* TEXTO PROPORCIONADO:

«La mentira necesita buena memoria; la verdad, valor».

(Blas Ramón)

De cómo es que se atrapa antes a un mentiroso que a un cojo, nos dan cuenta las jugarretas de la memoria. Un mentiroso desmemoriado es contradictorio, inconsistente fantasioso y obvio. Mentir es una de las características más salientes de nuestra especie. Aunque haya humanos que perjuren que nunca mienten, todos mentimos. Cada día, nos guste o no, nos asalta alguna mentira en el ámbito privado o en lo público. Mentir de forma más o menos consciente, engañar intencionadamente, o la exageración como manera específica de ocultar la vedad, son conductas que forman parte de las relaciones humanas; en los afectos, en la amistad, en la economía o en la política. De hecho es tan así que, en sus estudios sobre la mentira, recogidos en su libro The liar in your life, el psicólogo Robert Fredman, afirma que, en los primeros minutos de una conversación entre desconocidos, se suelen decir de dos a tres mentiras casi sin querer, casi. Ya saben, por aquello de causar buena impresión o atraer la atención de la otra persona, especialmente si nos gusta por alguna razón.

«La humanidad ha atravesado las edades de piedra, de bronce, de hierro, hasta alcanzar la edad de la mentira en la que vivimos hoy. Mentir se ha convertido en una costumbre, incluso en una forma de cultura».

(José Saramago)

Nuestras culturas son cada vez más tolerantes con el engaño. Basta observar cómo enseñamos a los niños a mentir. A diario se utilizan con ligereza recursos falseados y abundantes trolas en la interacción social, laboral, emocional y personal. Nos volvemos habilidosos en este menester, hay quien se especializa tanto que pierde hasta los escrúpulos. Quien más y quien menos, ha retocado aquí o allá su historia personal. Los currículos están plagados de mentiras. Cada día se producen miles de perjurios en sede judicial. Quien no ha vuelto a abrir un libro desde que finalizo los estudios primarios nos refiere el último título que tiene encima de la mesilla de noche. Las hazañas sexuales en la barra del bar suben más rápido que la espuma de una caña de cerveza mal tirada.

Mentimos por miedo, porque nos sentirnos en desventaja o para adaptarnos a unos modelos sociales abrumados por los estereotipos. Se miente para culpar a otros o para eludir las responsabilidades. Se miente para ocultar la vergüenza o las consecuencias por algo que se ha hecho. Cuando con la verdad nos asaltan las dudas para alcanzar un beneficio o para sortear un perjuicio, se miente. Hemos aprendido a desarrollar la capacidad de calcular y sopesar qué ganamos con la verdad y qué o cuanto con la mentira. La codicia, o la pretensión de controlar la conducta de otros, son poderosas razones para mentir.

Fenomenología de la mentira

Aunque la mentira, mentira es y busca un fin y un beneficio final, se pueden diferenciar por su grado de intencionalidad.

* DATOS EXTRAÍDOS:
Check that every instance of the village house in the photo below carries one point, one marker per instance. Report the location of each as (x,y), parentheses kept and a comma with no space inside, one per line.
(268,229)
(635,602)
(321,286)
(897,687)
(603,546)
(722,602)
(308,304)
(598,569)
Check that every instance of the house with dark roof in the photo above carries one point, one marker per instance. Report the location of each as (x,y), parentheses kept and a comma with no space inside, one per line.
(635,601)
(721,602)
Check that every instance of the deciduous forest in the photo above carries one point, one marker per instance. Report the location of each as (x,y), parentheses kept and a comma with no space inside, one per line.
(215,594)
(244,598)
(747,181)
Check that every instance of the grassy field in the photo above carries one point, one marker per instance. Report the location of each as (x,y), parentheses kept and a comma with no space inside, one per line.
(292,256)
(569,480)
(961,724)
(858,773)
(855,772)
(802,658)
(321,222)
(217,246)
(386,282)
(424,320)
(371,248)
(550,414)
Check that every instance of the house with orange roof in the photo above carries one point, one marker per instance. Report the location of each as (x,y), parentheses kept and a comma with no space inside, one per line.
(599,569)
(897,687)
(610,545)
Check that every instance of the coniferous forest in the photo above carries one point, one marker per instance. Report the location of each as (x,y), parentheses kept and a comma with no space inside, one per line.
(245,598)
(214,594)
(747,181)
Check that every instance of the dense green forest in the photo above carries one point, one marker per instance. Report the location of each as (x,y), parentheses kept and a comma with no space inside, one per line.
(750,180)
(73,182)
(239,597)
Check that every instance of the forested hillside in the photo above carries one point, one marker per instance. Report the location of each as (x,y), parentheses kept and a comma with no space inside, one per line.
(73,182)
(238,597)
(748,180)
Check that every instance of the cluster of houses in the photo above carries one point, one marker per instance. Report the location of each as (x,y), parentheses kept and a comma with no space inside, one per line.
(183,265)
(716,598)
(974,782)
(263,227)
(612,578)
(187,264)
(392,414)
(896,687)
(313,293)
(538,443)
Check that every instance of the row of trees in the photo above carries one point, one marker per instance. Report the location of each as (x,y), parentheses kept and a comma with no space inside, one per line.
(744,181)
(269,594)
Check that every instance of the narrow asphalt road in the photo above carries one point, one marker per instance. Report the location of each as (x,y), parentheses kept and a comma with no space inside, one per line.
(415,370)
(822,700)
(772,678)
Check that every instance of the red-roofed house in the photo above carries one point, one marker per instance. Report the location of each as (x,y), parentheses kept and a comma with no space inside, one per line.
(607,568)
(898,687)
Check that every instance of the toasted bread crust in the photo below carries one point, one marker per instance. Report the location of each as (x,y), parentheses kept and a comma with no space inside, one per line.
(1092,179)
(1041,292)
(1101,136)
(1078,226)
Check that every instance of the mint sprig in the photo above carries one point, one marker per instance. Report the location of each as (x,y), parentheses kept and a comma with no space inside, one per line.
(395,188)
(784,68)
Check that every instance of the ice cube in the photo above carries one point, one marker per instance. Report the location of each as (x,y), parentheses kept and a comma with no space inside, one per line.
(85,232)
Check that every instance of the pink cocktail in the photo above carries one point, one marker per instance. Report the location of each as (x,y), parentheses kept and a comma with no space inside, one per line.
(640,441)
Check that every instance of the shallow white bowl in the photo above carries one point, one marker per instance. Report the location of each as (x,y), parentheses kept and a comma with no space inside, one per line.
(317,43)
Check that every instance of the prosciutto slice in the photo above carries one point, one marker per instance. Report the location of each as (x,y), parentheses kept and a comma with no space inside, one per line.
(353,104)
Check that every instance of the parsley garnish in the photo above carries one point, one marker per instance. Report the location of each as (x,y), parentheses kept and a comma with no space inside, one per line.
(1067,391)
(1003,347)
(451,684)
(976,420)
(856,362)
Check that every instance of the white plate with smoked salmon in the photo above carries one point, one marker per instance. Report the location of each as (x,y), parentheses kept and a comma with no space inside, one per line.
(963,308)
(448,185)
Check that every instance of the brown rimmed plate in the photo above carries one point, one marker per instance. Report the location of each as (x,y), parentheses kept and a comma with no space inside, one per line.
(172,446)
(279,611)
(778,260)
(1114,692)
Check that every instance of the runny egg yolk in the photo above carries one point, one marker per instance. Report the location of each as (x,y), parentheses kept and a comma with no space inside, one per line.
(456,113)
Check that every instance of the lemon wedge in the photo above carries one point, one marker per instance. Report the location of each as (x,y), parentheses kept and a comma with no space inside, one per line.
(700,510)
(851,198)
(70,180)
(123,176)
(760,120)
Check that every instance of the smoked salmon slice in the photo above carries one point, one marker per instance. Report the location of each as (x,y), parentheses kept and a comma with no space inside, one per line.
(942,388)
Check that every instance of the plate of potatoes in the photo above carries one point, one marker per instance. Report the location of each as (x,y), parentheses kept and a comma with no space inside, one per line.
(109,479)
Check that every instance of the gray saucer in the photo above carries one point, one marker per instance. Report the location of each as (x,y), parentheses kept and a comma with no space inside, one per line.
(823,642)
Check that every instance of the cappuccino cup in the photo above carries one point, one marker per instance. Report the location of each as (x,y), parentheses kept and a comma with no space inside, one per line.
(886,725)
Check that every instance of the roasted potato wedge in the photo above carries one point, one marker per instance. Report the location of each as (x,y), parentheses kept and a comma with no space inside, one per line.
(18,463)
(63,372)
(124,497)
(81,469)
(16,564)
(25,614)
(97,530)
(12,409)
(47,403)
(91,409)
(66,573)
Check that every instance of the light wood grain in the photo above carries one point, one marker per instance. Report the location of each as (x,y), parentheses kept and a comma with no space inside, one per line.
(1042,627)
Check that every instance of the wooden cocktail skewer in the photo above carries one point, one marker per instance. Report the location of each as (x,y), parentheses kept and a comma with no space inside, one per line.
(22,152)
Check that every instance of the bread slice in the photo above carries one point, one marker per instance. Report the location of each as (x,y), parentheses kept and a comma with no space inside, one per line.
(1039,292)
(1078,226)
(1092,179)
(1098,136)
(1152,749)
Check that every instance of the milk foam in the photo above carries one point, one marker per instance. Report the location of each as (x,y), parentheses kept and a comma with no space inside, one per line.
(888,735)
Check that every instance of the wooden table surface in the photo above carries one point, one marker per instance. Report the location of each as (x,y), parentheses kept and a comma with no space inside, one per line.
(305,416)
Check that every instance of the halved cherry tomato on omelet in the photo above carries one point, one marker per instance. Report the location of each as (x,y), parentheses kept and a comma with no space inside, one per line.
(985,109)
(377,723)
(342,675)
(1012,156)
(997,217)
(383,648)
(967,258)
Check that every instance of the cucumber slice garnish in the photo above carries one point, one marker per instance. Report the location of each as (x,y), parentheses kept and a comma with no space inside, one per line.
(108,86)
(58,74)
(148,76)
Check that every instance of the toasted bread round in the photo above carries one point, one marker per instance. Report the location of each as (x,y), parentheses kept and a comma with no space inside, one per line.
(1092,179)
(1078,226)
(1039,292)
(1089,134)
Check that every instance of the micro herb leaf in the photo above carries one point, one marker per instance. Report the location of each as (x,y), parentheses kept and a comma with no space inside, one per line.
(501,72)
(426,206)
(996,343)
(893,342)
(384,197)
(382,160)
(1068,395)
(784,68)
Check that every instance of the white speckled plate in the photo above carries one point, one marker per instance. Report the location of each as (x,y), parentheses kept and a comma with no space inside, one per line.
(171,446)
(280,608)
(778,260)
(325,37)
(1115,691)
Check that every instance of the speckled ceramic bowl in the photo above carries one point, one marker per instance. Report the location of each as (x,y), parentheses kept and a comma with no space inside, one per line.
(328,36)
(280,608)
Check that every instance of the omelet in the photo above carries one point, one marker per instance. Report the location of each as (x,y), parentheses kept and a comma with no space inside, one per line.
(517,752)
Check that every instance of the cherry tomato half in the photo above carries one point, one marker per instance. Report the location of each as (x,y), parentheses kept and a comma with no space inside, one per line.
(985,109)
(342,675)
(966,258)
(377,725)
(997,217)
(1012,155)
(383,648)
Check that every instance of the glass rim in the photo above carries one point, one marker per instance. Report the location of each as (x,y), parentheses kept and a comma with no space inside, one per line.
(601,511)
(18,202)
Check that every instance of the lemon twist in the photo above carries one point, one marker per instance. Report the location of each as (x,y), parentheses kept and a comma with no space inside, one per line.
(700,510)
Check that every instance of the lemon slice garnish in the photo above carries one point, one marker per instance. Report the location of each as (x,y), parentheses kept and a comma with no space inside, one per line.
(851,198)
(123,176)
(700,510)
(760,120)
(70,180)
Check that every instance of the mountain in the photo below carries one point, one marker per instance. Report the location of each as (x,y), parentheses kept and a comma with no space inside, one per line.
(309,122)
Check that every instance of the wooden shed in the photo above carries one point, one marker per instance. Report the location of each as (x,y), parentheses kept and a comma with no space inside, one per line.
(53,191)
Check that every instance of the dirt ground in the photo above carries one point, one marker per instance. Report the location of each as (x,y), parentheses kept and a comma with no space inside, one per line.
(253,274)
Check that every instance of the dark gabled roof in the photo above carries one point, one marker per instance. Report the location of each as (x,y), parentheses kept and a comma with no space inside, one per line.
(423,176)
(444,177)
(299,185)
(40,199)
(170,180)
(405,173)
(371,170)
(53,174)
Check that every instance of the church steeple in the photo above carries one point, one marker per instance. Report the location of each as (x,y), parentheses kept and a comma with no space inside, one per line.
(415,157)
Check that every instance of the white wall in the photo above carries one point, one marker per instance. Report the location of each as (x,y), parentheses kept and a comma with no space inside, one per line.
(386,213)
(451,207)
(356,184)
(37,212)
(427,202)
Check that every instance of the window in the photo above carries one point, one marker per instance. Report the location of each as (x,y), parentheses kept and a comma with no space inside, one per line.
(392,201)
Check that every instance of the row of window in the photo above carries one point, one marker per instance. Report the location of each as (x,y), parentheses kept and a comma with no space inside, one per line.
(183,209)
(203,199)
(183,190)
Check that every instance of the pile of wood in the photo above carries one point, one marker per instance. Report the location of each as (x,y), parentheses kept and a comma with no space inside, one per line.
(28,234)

* TAREAS:
[1] Responde estas preguntas sobre el texto acerca de la mentira:
(a) Según el psicólogo Robert Fredman, ¿cuántas mentiras se suelen decir en los primeros minutos de una conversación entre desconocidos?
(b) En la cita de José Saramago, ¿qué edades ha atravesado la humanidad antes de llegar a la edad de la mentira?
(c) En el párrafo que empieza con "Mentimos por miedo", ¿qué dos cosas se presentan como poderosas razones para mentir?
[2] Continúa el texto sobre la mentira a partir de su última oración.

* RESPUESTAS ESPERADAS:
[1]
(a) De dos a tres mentiras.
(b) Las edades de piedra, de bronce y de hierro.
(c) La codicia y la pretensión de controlar la conducta de otros.

[2]
El engaño esconde un propósito deliberado, tiene en sí mismo un recorrido instrumental malicioso dirigido a proporcionar para quien lo utiliza, un beneficio indebido o una ventaja inmerecida.

Para salir de un apuro, por el temor a las repercusiones de una conducta o de una acción, para esquivar la responsabilidad de las promesas rotas, la mentira se fabrica a partir de las excusas, de inventar espacios y escenarios confusos donde habita lo que parece, pero no es. Muy habitual en las relaciones sentimentales, la mentira para excusarse tiene un efecto de erosión sobre la autoestima de consecuencias imprevisibles. Este tipo de mentira puede llegar a pasar, incluso, como bien intencionada cuando se argumenta aquello tan socorrido de «lo hago por tu bien». Pero, en este punto, permítanme que cite a la periodista Claudia Palacios cuando dijo aquello de

«solo tendrás tiempo para las cosas que realmente te interesan y solo excusas para las que no te importan».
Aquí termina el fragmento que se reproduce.